- _Recorded data_:
%%
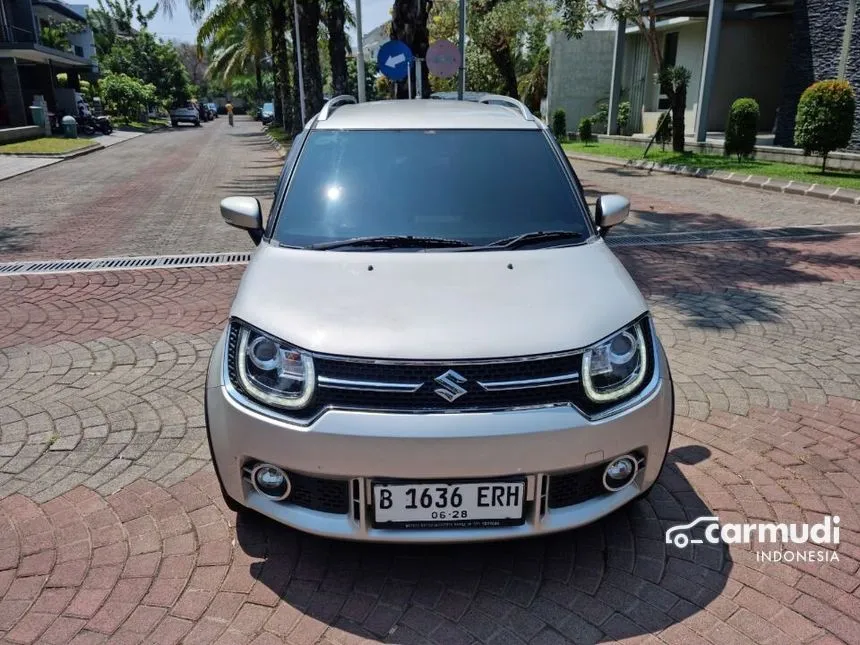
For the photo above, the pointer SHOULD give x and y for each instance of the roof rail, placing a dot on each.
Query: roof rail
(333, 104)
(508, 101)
%%
%%
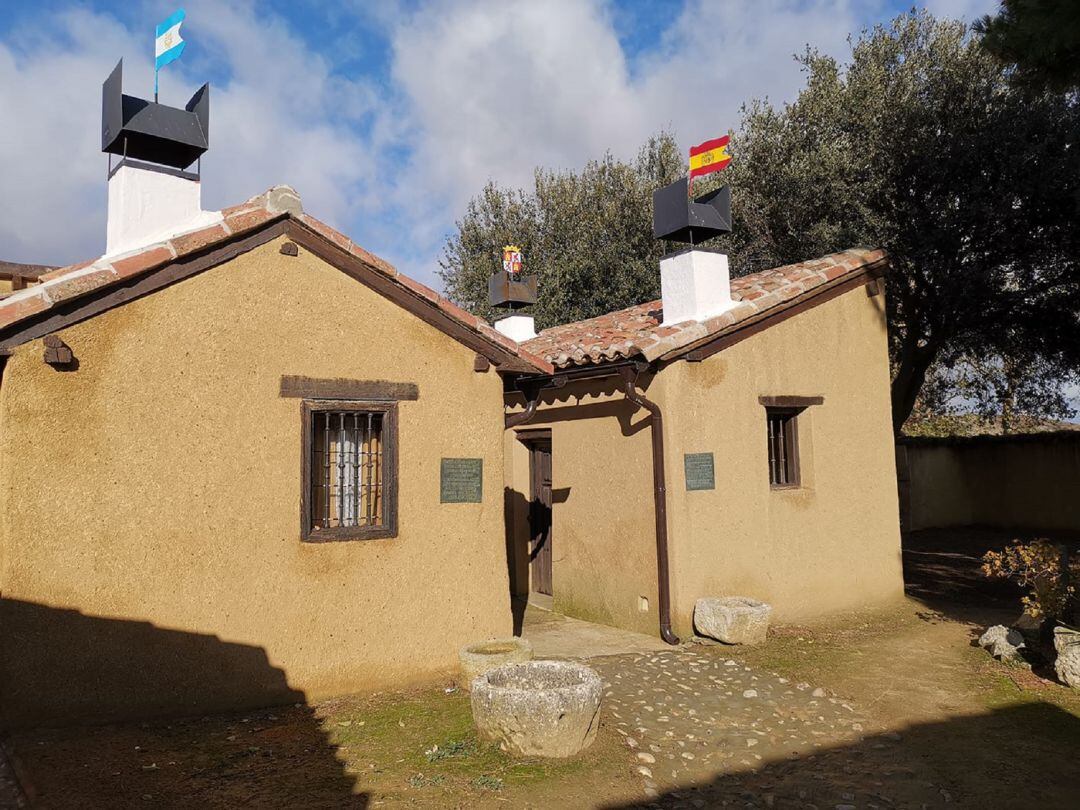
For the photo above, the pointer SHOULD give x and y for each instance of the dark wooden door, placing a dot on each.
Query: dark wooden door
%%
Give back one number only: the count of lines in the entries that hold the string "pointer".

- _Task answer_: 2